- **REQUIRED WORK**
Some lines in the listing hold the word "white". Return each of them.

Segment Start: SUPPLIED DATA

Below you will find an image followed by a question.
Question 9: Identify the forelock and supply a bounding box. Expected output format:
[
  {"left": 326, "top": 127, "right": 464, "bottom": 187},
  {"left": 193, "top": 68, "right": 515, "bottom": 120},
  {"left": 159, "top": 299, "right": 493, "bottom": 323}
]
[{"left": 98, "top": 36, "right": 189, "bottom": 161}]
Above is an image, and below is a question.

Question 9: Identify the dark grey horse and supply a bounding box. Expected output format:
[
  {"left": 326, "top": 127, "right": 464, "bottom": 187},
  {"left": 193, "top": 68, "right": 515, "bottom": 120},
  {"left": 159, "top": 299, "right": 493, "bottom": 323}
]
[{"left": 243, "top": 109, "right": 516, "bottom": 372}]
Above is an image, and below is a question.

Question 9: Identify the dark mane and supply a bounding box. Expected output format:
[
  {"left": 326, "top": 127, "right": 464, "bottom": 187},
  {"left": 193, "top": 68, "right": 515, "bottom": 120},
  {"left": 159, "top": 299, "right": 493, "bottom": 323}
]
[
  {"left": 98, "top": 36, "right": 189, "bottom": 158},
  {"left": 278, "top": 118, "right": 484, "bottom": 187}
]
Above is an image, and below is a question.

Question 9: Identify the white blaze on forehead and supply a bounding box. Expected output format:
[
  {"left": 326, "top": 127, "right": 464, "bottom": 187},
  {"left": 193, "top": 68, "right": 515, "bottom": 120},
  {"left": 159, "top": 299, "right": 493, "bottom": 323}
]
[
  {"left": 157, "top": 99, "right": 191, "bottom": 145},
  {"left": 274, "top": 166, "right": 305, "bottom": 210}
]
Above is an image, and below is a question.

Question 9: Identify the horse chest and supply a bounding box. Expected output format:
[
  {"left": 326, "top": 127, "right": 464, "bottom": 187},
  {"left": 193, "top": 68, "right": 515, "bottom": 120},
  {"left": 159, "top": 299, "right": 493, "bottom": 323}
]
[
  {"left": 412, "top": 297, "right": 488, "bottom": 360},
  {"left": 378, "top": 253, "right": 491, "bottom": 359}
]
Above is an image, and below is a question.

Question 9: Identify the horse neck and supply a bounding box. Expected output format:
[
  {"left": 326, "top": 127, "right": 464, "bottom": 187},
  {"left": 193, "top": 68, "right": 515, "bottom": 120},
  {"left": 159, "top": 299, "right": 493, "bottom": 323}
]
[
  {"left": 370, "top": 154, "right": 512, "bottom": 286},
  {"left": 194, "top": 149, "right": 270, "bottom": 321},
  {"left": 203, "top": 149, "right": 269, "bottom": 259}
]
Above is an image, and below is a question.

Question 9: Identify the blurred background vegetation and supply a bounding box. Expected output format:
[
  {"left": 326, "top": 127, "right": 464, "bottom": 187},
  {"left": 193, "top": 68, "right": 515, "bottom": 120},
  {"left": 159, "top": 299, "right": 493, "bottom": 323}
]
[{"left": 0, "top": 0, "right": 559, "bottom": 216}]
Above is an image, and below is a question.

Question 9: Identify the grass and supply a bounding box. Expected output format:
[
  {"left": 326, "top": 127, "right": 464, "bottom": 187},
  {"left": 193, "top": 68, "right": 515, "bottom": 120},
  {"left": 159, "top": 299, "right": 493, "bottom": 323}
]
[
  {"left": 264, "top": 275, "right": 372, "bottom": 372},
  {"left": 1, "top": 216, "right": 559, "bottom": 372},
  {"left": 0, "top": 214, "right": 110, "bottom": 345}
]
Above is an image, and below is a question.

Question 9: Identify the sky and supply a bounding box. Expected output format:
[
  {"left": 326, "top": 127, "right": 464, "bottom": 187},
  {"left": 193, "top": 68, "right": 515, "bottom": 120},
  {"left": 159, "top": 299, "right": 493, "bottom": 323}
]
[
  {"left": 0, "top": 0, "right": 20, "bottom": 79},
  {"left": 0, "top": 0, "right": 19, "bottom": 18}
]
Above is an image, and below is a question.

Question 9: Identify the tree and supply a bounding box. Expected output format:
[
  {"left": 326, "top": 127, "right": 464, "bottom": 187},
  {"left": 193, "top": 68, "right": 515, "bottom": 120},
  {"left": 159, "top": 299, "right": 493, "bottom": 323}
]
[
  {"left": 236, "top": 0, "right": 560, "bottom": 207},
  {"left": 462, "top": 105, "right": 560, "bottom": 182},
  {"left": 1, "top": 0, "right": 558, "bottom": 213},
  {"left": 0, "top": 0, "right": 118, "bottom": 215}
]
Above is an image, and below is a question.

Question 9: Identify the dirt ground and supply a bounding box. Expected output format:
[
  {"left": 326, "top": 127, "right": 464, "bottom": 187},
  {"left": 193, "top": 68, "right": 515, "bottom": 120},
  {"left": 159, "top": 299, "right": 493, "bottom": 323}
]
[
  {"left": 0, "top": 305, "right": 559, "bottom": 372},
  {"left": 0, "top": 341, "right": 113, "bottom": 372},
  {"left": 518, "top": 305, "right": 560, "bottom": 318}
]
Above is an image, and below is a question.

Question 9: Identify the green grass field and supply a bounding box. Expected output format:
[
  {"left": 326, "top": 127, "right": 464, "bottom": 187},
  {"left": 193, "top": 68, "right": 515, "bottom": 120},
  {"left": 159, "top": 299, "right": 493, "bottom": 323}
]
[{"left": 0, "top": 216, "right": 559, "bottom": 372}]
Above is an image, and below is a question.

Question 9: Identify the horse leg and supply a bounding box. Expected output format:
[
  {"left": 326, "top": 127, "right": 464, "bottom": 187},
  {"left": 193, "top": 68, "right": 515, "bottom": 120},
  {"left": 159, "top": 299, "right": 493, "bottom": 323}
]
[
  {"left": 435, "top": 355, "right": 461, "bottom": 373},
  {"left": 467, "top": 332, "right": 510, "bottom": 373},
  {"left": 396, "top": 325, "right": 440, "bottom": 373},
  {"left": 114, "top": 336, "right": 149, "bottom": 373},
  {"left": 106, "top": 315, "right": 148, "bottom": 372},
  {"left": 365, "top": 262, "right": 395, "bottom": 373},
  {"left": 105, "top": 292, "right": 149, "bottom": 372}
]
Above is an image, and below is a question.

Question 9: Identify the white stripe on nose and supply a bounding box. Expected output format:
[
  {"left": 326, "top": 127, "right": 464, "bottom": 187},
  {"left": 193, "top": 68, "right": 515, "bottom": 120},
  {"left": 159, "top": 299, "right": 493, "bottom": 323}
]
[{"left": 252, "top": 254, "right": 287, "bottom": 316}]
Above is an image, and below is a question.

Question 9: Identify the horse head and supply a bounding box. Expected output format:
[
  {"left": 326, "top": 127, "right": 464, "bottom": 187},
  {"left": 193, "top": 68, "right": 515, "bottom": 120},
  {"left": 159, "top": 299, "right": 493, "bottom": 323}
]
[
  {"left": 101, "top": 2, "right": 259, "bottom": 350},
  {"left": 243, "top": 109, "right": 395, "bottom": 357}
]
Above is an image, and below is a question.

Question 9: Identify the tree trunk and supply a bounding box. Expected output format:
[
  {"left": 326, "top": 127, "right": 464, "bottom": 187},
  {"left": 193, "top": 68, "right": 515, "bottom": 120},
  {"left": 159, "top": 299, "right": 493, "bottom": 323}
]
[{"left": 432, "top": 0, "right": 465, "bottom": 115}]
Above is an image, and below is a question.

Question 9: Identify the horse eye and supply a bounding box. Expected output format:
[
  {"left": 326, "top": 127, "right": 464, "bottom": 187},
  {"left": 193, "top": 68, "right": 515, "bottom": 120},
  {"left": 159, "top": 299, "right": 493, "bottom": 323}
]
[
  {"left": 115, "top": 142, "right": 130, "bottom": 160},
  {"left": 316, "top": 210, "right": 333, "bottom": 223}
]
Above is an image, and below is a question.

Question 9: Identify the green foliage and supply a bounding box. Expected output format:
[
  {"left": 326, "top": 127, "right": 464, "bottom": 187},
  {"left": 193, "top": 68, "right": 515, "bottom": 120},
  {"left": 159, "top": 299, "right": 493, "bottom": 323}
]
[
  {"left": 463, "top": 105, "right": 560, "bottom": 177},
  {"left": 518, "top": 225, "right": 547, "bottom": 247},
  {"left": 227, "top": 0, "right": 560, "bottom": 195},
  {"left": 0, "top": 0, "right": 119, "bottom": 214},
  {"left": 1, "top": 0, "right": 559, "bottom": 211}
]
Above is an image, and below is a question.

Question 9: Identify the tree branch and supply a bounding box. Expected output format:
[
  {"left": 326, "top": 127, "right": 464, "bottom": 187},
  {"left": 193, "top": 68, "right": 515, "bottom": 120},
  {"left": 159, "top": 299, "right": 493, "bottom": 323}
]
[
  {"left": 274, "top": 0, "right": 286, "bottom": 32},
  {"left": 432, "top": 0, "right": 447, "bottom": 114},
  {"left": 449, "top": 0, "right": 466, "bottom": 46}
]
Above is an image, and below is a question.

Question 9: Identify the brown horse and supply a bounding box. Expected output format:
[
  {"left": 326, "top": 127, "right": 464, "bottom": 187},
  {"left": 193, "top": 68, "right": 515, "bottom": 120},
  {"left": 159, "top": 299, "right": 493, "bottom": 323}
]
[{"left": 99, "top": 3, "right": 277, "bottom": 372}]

Segment End: SUPPLIED DATA

- **WORKED SOLUTION**
Question 9: Identify the white blaze on forehead and supply a bounding box. Expected output format:
Question 9: Identify the white stripe on nose and supply a bounding box. Expected output format:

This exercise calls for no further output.